→ やること: 和硝子祇園ギャラリーを訪ねた記事を、最後の文のあとから書き継いでください。

**** 渡された文章 ****

ライブ インテリジェンス アカデミー(LIA)

日本の伝統文化の情報を国内外に配信していくための団体です。 その活動を通じ世界の人々と繋がっていく為の広報サービスです。

「和硝子・といろ」日本の伝統を進化再生させる 【といろ(十色)シリーズ】

2021-10-31 11:43:40 | といろ(十色)シリーズ

京都祇園にある「和硝子祇園ギャラリー」を訪ねた。

このギャラリーには、建築家である横田満康氏が創作した「ジャパニーズグラスアート」作品が展示されている。

横田氏は「未来へ、日本の伝統の進化再生」をコンセプトに作品を創作。

極められた日本の伝統美を後世に伝えようと独自の工夫とアイデアで「和硝子」という形で進化させた。

 

 

世界に誇れる「着物」や「帯」は、日本の伝統技術で作られた最高の美術作品。

**** データの項目 ****

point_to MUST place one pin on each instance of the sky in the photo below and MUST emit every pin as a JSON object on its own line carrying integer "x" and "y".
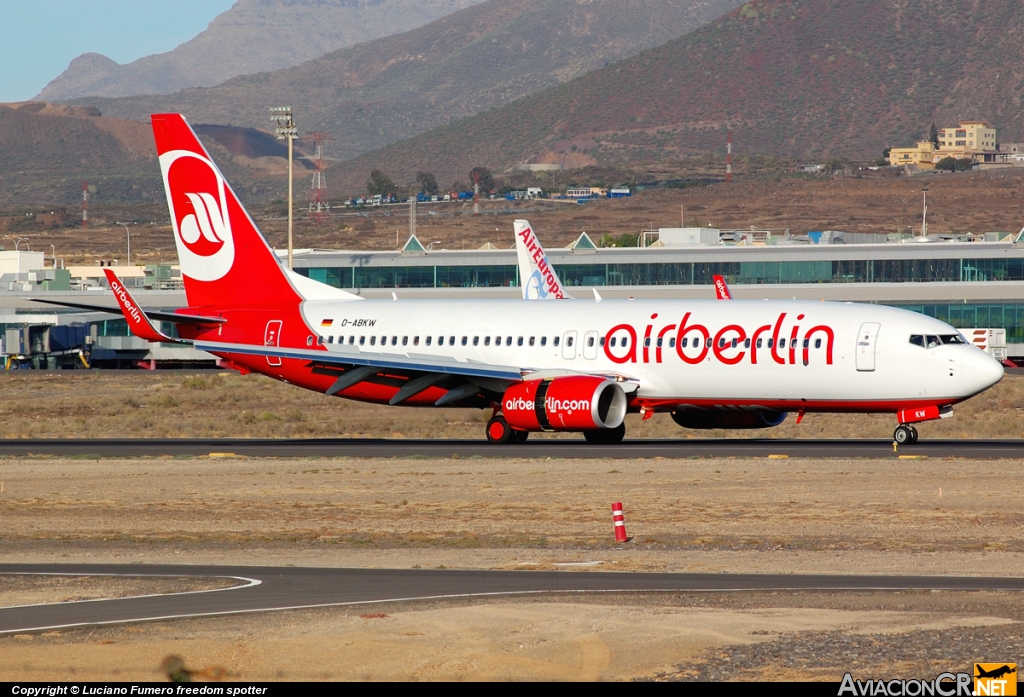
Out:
{"x": 39, "y": 39}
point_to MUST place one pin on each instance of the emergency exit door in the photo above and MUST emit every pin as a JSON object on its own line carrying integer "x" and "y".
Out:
{"x": 866, "y": 340}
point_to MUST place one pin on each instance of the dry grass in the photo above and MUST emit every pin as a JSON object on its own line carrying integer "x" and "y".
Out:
{"x": 79, "y": 404}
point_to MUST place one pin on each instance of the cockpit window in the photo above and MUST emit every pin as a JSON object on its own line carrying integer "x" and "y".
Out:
{"x": 931, "y": 341}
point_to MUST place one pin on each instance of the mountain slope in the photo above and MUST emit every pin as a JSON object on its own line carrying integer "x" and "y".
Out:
{"x": 803, "y": 78}
{"x": 251, "y": 37}
{"x": 464, "y": 63}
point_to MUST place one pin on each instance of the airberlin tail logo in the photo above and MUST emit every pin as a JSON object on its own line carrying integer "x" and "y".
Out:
{"x": 199, "y": 198}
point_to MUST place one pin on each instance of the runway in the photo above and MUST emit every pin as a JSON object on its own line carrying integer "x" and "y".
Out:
{"x": 268, "y": 589}
{"x": 367, "y": 447}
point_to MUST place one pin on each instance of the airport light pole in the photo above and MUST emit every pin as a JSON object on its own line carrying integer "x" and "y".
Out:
{"x": 286, "y": 131}
{"x": 128, "y": 233}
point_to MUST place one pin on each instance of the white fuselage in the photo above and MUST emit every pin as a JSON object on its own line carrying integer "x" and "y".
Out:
{"x": 786, "y": 355}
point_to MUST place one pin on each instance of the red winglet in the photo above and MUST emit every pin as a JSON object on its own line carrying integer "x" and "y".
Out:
{"x": 138, "y": 323}
{"x": 722, "y": 289}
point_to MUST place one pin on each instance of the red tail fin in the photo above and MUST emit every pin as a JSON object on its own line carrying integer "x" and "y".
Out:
{"x": 225, "y": 261}
{"x": 722, "y": 289}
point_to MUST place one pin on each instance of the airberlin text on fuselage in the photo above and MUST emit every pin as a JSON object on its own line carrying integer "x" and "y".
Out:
{"x": 779, "y": 342}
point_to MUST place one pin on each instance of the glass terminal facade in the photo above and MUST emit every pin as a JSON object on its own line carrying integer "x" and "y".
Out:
{"x": 1001, "y": 263}
{"x": 680, "y": 273}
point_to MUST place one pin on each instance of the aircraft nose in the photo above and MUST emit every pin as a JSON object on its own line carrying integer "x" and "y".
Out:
{"x": 980, "y": 371}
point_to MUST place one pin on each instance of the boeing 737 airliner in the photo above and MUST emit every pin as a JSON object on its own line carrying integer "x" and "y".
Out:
{"x": 577, "y": 364}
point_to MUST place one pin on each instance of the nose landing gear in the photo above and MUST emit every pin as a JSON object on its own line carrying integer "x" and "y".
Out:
{"x": 905, "y": 434}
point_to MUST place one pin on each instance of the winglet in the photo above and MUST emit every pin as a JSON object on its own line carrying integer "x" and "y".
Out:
{"x": 722, "y": 289}
{"x": 537, "y": 275}
{"x": 138, "y": 323}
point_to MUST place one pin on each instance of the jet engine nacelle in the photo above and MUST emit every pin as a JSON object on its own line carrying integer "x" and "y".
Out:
{"x": 698, "y": 419}
{"x": 569, "y": 403}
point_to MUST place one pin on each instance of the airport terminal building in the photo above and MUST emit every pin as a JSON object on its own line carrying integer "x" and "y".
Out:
{"x": 968, "y": 285}
{"x": 976, "y": 284}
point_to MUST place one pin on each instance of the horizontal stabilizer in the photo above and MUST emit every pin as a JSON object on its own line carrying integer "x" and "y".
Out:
{"x": 194, "y": 319}
{"x": 138, "y": 323}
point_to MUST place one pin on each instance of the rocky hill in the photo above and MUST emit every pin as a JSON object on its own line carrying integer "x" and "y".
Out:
{"x": 46, "y": 150}
{"x": 801, "y": 78}
{"x": 253, "y": 36}
{"x": 466, "y": 62}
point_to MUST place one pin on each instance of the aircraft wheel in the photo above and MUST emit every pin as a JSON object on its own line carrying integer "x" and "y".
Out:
{"x": 605, "y": 436}
{"x": 903, "y": 435}
{"x": 499, "y": 431}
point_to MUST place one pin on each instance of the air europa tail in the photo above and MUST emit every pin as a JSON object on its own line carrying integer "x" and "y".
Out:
{"x": 225, "y": 261}
{"x": 537, "y": 275}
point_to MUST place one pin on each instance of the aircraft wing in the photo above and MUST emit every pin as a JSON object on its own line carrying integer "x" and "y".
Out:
{"x": 340, "y": 356}
{"x": 537, "y": 275}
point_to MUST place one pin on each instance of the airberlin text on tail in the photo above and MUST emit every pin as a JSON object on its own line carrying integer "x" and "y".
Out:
{"x": 138, "y": 323}
{"x": 537, "y": 275}
{"x": 224, "y": 259}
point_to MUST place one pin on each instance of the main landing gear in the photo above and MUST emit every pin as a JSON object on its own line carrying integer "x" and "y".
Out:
{"x": 500, "y": 432}
{"x": 605, "y": 436}
{"x": 905, "y": 435}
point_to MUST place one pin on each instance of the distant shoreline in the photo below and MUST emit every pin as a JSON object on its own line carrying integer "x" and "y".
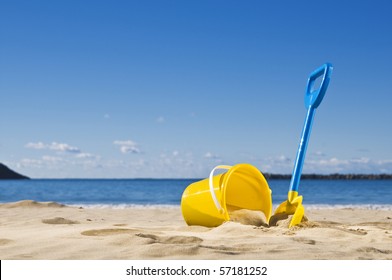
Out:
{"x": 335, "y": 176}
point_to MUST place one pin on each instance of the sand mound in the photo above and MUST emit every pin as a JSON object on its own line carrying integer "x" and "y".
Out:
{"x": 32, "y": 203}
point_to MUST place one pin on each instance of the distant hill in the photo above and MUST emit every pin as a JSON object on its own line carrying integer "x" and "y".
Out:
{"x": 6, "y": 173}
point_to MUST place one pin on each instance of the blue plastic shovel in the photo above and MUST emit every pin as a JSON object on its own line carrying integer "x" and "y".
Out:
{"x": 313, "y": 97}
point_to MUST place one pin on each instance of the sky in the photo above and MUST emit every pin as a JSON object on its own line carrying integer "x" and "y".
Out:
{"x": 170, "y": 89}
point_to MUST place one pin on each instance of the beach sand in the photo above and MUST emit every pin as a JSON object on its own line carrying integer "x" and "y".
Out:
{"x": 44, "y": 231}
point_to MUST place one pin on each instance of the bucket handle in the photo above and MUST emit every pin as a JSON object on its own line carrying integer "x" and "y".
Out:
{"x": 214, "y": 198}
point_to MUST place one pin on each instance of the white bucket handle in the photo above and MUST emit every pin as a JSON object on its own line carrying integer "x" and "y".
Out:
{"x": 214, "y": 198}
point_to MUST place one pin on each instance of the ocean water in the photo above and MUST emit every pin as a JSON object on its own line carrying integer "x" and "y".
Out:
{"x": 121, "y": 193}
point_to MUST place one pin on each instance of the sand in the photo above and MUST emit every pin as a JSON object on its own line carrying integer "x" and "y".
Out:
{"x": 47, "y": 230}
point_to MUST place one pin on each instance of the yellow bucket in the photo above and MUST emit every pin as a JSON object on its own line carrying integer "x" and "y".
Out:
{"x": 206, "y": 202}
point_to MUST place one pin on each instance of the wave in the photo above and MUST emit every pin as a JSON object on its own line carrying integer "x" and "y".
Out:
{"x": 384, "y": 207}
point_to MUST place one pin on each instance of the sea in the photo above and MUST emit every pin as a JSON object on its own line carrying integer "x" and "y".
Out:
{"x": 124, "y": 193}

****

→ 期待する答え:
この創作技術を伝承するのが難しくなっている、という。絹糸、金糸、銀糸を1本1本紡ぎ、そして織る。

さらに生地を染め、刺繍を施す。

 

こんな工程を、丁寧に思いを込め創り上げられた「着物」と「帯」の素材を硝子に特殊加工をして挟み込む。

何十年、何百年のむかしの「着物」や「帯」が「和硝子」として甦る。

歴史と伝統を次につなぐ役割を果たしているようだ。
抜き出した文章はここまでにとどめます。